**YOUR TASK**
Render the rows below as a numbered list, starting at the line that has "Locate every asphalt" and stopping after the line that has "[309,174,329,194]". Include both of those lines and omit blank lines.

↓↓↓

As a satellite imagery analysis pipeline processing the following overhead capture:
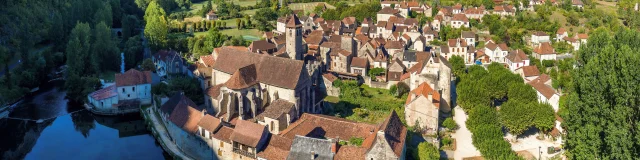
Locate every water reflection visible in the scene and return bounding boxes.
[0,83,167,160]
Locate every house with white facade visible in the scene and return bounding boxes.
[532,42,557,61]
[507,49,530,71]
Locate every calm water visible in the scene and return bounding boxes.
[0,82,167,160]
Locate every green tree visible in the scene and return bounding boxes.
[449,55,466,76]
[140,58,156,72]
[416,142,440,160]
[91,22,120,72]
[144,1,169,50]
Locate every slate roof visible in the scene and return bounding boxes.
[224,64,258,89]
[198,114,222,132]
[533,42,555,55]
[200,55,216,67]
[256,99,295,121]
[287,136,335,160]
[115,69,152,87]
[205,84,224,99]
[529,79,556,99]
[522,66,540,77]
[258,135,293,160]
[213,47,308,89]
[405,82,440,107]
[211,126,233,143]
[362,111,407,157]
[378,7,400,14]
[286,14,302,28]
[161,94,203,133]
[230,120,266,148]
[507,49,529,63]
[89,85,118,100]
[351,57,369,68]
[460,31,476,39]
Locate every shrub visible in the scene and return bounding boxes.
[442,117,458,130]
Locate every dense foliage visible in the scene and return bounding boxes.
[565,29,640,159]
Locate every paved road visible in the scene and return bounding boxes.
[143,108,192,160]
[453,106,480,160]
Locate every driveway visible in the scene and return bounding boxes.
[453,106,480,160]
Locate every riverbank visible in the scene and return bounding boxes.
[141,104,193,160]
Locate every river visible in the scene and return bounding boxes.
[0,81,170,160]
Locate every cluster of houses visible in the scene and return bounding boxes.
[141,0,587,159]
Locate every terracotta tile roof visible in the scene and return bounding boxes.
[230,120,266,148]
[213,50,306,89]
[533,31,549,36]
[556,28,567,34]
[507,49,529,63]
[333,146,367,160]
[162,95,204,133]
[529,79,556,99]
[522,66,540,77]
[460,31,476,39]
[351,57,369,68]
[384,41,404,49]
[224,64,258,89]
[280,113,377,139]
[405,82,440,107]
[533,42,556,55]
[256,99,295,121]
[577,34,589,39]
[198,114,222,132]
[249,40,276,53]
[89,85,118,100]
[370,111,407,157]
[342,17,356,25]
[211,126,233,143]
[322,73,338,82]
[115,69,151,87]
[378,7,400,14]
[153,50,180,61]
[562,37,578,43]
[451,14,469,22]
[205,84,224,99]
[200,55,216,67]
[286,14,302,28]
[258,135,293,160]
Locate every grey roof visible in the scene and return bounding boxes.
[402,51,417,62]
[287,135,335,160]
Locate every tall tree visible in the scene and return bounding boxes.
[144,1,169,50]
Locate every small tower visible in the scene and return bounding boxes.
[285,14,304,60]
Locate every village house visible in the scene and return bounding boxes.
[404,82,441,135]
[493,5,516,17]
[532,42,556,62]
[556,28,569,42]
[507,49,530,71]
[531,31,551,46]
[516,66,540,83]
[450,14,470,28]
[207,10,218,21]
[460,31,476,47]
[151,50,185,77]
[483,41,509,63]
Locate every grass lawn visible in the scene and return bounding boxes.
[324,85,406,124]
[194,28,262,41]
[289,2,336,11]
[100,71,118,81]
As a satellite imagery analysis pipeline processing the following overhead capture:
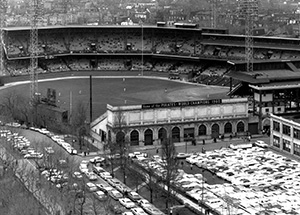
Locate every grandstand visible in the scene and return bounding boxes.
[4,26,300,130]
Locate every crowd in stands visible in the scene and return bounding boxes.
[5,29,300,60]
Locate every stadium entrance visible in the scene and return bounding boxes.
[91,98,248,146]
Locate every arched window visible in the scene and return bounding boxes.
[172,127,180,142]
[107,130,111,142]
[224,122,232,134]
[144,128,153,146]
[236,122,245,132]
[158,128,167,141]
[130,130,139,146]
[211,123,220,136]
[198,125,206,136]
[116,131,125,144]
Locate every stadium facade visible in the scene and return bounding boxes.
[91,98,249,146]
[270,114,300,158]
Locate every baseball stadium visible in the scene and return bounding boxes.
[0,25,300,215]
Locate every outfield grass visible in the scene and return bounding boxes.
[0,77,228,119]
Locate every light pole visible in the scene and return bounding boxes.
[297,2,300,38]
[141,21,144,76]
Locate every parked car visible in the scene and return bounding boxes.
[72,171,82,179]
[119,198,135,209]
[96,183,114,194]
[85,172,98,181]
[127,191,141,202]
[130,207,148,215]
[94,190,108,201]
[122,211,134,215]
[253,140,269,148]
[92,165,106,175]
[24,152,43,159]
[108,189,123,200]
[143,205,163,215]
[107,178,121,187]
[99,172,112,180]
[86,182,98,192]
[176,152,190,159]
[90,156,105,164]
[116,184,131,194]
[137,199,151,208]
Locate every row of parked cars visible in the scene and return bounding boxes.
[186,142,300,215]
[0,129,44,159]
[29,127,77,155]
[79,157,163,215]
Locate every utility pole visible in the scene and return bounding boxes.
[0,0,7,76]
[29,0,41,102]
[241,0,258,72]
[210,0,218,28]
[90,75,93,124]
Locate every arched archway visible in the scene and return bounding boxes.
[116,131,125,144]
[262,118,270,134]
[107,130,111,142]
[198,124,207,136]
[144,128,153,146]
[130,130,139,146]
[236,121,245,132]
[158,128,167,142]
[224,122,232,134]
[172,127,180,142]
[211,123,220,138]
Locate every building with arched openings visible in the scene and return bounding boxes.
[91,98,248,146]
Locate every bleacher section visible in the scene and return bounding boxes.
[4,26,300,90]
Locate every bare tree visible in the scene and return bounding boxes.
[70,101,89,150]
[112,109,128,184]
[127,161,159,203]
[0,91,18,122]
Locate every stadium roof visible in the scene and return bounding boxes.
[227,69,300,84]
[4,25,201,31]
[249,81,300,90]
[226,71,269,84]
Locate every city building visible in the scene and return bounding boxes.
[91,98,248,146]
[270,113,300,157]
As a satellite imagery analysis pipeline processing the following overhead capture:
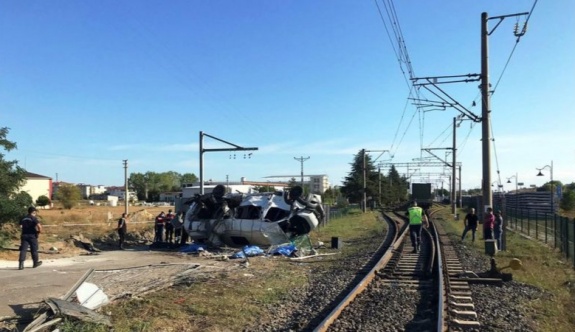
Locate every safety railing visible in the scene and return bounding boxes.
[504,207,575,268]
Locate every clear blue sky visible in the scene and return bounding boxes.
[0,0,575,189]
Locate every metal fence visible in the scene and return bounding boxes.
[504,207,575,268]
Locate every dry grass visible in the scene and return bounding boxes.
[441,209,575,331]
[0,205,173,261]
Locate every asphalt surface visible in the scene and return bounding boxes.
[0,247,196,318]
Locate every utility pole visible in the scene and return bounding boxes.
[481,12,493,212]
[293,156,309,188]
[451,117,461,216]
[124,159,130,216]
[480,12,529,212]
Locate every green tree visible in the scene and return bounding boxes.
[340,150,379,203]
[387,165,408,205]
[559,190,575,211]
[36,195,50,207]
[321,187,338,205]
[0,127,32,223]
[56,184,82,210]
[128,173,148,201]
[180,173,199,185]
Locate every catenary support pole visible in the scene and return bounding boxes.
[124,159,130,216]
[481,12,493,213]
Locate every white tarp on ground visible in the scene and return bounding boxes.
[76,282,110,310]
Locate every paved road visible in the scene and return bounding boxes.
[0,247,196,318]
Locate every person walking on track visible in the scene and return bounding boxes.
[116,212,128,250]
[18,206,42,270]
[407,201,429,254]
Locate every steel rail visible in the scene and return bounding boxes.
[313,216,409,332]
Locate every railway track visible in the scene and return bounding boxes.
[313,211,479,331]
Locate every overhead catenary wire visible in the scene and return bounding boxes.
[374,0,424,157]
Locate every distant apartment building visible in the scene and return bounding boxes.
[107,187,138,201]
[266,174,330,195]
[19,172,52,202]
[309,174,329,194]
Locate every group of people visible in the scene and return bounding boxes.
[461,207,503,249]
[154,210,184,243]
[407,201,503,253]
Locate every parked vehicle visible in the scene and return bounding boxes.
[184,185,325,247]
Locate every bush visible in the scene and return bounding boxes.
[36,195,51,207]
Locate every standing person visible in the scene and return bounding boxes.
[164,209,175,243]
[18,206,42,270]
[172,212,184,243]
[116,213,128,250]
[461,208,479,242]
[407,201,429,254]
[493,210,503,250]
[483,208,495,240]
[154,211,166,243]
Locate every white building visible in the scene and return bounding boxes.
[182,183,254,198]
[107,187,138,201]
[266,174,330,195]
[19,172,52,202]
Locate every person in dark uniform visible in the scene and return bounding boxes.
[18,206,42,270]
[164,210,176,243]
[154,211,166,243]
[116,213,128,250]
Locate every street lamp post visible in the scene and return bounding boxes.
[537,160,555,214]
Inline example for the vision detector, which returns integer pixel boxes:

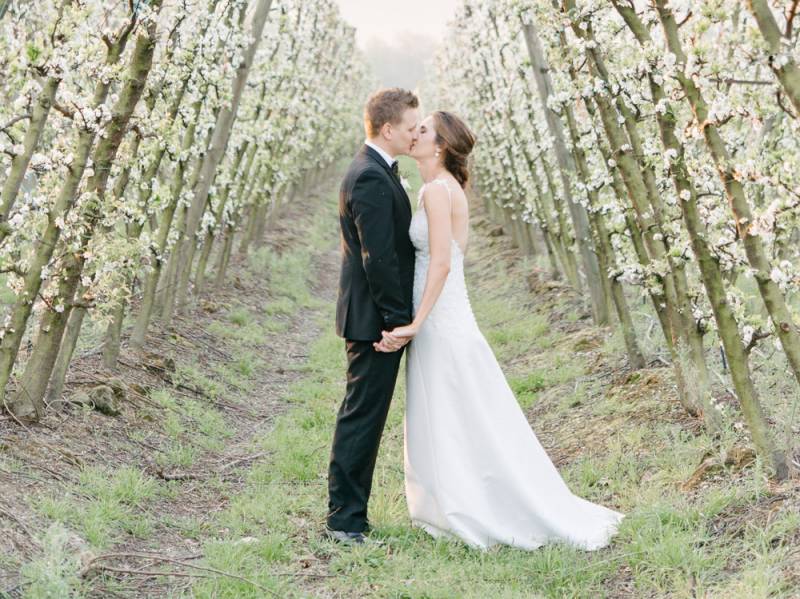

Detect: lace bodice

↑↑↑

**CORRECT OUTPUT**
1. Locate every asphalt surface visible in the scene and return bounding boxes.
2. [0,247,196,318]
3. Locate every utility pole visible in the scene and return bounding boxes.
4. [481,12,493,212]
5. [293,156,309,188]
6. [451,117,461,216]
7. [124,159,130,216]
8. [480,12,529,212]
9. Locate every green tree visible in the scene and return bounding boxes.
10. [340,150,379,203]
11. [387,165,408,205]
12. [559,190,575,211]
13. [36,195,50,207]
14. [321,187,338,205]
15. [0,127,32,223]
16. [56,184,82,210]
17. [128,173,148,201]
18. [180,173,199,185]
19. Locate every catenary support pole visible in the scene and return bounding boxes.
20. [124,159,130,216]
21. [481,12,493,213]
22. Locate every white tarp on ground visible in the scene and return bounding boxes.
23. [76,282,110,310]
24. Locate every paved road visible in the scene and return bounding boxes.
25. [0,247,196,318]
26. Locate every person walking on track visible in the scene and return bounding boxes.
27. [116,212,128,250]
28. [18,206,42,270]
29. [407,201,429,254]
30. Locate every steel rail visible in the scene and return bounding boxes.
31. [313,216,409,332]
32. Locate every railway track visible in the scene and return bounding boxes.
33. [313,211,479,331]
34. Locate every overhead catenary wire visible in the scene and return bounding boxes.
35. [374,0,424,157]
36. Locate every distant apartment building visible in the scene and return bounding boxes.
37. [107,187,138,201]
38. [266,174,330,195]
39. [19,172,52,202]
40. [309,174,329,194]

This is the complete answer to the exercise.